## TASK ITEM
Having found the line that contains "Query: shoulder", please retype only it and every line after it up to the end of the entries, exactly as written.
DATA TO USE below:
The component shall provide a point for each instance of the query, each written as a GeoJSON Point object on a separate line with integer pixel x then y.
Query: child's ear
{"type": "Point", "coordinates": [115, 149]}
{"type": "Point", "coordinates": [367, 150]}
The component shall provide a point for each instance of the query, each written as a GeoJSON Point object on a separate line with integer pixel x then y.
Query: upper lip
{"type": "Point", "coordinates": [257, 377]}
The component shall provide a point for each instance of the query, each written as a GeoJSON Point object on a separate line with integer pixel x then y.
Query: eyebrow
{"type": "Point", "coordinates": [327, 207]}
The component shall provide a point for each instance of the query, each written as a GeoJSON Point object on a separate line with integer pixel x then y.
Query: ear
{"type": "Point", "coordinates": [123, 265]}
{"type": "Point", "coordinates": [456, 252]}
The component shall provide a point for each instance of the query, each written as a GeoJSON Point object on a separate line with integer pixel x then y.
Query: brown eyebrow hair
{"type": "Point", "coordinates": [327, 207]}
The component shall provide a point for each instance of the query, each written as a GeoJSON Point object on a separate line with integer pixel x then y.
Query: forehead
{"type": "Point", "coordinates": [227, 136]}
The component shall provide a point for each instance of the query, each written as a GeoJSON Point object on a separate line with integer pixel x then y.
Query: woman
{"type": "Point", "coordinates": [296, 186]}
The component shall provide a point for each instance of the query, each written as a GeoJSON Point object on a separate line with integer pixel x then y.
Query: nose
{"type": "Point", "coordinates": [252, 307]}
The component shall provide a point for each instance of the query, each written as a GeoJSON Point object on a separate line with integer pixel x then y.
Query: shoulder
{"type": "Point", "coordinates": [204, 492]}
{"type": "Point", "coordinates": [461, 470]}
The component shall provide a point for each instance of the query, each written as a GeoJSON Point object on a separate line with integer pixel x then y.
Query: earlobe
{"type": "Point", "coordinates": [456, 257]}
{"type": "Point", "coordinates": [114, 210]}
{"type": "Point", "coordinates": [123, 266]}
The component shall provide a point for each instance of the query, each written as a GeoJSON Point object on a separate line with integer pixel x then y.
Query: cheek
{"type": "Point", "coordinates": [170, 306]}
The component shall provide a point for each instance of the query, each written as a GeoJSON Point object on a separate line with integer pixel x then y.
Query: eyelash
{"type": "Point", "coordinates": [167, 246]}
End of DATA TO USE.
## YOUR RESPONSE
Query: shoulder
{"type": "Point", "coordinates": [204, 492]}
{"type": "Point", "coordinates": [461, 470]}
The component shall provide a point for each instance of the query, each written as a GeoJSON Point object on a separate line with integer pixel x then y.
Query: earlobe
{"type": "Point", "coordinates": [456, 257]}
{"type": "Point", "coordinates": [114, 210]}
{"type": "Point", "coordinates": [123, 266]}
The component shall provide a point for each instance of the query, each written as a GeoJSON Point object on a separate line with integer pixel x then y.
Query: cheek
{"type": "Point", "coordinates": [170, 306]}
The component shall provide a point for each instance of the query, each written as a GeoJSON Point object on a separate line with integer pixel x then y.
Query: eyelash
{"type": "Point", "coordinates": [167, 246]}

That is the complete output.